What you are asked to do: Could you return every line of the records below that contains the word "lamp"?

(Beginning of Data provided)

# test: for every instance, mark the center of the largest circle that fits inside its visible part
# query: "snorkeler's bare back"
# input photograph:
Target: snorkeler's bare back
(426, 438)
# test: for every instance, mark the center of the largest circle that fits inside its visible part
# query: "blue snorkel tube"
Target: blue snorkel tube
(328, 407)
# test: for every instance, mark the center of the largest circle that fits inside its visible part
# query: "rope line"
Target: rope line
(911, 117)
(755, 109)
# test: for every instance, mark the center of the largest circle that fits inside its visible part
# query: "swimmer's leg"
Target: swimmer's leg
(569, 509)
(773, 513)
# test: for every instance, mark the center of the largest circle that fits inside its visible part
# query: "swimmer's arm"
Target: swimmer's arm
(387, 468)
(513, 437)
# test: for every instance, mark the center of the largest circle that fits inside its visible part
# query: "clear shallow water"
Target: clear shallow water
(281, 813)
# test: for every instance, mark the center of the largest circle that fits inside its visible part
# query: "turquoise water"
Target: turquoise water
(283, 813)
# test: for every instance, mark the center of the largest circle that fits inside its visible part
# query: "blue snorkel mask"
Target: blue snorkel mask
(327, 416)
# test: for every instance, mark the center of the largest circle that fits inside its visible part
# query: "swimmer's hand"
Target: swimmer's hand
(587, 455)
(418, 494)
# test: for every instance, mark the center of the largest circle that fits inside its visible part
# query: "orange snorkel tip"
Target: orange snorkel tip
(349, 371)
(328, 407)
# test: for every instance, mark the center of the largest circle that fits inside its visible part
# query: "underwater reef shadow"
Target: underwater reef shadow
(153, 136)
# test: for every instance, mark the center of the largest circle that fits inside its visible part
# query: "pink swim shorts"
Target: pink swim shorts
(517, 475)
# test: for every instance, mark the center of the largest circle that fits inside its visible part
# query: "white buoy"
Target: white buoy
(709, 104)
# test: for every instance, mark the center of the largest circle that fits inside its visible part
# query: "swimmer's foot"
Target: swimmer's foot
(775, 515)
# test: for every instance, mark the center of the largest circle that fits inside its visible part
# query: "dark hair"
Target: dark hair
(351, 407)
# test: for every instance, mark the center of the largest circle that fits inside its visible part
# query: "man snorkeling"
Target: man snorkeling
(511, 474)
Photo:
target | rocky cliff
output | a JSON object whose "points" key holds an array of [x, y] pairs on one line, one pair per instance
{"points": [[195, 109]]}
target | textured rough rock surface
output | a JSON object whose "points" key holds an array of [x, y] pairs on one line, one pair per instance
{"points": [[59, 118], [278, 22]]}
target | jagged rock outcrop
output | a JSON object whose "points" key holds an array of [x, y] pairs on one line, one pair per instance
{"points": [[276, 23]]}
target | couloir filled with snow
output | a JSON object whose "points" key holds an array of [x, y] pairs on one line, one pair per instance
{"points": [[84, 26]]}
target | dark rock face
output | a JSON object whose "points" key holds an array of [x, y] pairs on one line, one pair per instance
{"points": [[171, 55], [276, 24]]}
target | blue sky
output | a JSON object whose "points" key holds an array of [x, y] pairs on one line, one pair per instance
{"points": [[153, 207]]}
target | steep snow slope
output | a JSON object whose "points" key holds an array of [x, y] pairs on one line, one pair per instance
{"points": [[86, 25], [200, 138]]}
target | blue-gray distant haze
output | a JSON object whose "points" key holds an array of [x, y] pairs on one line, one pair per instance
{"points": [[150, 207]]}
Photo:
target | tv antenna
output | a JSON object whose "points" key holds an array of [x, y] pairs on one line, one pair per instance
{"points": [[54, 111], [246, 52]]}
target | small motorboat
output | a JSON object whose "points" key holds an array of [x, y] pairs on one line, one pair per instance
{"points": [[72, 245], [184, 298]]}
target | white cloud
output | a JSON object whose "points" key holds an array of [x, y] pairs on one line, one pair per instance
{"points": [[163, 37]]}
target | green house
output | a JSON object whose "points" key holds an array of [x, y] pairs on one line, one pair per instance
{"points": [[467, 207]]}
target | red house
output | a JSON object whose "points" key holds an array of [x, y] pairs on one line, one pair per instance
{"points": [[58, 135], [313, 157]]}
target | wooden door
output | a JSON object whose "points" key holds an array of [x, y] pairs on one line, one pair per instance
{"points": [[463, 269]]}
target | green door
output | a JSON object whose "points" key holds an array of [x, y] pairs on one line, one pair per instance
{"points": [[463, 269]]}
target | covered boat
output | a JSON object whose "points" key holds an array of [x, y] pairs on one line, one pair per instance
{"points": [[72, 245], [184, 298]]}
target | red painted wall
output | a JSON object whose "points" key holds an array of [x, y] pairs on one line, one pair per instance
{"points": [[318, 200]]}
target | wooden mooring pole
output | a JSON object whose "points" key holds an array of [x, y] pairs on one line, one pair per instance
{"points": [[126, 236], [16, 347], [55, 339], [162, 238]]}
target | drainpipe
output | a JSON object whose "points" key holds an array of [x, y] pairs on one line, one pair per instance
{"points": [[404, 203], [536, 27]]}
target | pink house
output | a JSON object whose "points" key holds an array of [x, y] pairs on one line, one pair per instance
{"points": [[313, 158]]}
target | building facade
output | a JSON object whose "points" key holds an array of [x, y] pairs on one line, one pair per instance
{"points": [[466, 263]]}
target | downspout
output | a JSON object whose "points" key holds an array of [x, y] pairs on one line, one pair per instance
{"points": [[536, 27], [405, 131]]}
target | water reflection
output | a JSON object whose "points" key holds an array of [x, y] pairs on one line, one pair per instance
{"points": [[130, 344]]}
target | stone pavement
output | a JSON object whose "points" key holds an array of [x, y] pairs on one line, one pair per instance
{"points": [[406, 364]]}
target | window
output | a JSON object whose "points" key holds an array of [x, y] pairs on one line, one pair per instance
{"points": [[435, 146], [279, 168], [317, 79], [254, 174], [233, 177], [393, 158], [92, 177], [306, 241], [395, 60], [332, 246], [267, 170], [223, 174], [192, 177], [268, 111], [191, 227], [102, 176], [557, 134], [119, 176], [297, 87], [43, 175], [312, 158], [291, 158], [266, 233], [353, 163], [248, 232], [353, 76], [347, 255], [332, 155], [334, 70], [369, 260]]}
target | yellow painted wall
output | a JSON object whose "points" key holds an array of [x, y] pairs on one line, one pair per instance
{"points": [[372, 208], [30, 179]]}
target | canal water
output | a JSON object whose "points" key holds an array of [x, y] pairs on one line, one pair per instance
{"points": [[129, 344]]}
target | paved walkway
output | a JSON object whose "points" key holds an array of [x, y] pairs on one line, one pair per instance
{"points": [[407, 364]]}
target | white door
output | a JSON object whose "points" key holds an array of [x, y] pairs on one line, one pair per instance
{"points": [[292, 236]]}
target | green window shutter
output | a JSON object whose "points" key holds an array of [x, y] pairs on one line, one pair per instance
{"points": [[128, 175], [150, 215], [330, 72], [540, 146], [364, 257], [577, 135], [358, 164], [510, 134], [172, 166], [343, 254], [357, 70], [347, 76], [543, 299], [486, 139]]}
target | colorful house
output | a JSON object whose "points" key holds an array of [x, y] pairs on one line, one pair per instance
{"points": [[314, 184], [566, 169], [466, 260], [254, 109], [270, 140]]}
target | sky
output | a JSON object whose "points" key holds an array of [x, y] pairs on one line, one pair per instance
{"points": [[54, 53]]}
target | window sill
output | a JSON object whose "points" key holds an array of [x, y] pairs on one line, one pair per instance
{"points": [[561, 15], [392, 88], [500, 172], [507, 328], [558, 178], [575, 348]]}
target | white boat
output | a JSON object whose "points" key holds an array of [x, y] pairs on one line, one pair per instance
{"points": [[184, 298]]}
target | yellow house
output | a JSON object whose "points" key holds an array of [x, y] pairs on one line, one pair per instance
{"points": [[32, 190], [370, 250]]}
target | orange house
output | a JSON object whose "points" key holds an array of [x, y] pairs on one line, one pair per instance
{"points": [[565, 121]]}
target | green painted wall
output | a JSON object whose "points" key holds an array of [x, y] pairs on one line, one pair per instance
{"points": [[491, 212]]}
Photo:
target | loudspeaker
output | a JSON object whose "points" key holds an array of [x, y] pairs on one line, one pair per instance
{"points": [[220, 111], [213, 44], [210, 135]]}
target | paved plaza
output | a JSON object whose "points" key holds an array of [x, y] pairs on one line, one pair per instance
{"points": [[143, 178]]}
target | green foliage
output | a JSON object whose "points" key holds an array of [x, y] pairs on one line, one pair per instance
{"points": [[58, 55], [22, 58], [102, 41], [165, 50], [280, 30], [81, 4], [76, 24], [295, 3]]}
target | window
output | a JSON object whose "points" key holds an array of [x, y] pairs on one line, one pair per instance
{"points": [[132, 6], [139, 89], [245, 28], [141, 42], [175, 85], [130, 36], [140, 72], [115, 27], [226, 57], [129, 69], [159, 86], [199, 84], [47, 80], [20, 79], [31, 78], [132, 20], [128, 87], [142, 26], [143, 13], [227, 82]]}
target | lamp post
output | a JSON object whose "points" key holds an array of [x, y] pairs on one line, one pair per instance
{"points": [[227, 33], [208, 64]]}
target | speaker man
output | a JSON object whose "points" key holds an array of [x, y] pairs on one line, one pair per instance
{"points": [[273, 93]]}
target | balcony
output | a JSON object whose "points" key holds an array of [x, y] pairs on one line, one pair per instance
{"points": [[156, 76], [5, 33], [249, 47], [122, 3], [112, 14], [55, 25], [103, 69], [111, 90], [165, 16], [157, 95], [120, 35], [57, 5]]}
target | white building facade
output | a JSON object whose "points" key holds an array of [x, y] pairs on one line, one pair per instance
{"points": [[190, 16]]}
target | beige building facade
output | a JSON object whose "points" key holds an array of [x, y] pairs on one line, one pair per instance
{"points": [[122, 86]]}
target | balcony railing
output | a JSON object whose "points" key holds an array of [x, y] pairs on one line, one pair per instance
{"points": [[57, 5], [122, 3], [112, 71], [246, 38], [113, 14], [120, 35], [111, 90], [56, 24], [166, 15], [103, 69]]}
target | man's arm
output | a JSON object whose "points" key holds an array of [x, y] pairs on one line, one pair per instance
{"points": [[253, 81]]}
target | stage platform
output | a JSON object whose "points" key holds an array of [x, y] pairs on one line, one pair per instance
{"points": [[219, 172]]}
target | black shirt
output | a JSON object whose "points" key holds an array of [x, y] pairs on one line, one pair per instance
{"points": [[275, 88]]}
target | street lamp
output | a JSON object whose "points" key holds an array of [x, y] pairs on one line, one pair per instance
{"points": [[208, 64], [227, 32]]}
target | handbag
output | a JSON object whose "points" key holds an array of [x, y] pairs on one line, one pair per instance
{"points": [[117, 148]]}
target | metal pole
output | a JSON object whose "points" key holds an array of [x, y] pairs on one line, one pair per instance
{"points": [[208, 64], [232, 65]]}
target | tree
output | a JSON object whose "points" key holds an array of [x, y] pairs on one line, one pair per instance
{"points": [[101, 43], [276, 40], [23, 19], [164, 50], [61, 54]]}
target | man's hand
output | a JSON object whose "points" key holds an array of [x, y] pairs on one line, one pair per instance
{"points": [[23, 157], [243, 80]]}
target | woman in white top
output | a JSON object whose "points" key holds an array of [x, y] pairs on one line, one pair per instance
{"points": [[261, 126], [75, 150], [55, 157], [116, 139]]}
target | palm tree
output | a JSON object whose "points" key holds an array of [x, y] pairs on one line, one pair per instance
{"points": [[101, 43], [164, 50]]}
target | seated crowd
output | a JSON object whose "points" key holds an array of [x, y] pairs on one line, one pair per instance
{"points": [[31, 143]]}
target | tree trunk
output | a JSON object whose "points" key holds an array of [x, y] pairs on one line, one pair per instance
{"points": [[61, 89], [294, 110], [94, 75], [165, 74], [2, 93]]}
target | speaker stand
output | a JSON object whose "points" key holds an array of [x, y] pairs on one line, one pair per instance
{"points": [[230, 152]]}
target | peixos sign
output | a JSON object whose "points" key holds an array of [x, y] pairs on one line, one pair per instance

(End of Data provided)

Answer box:
target | lamp post
target | street lamp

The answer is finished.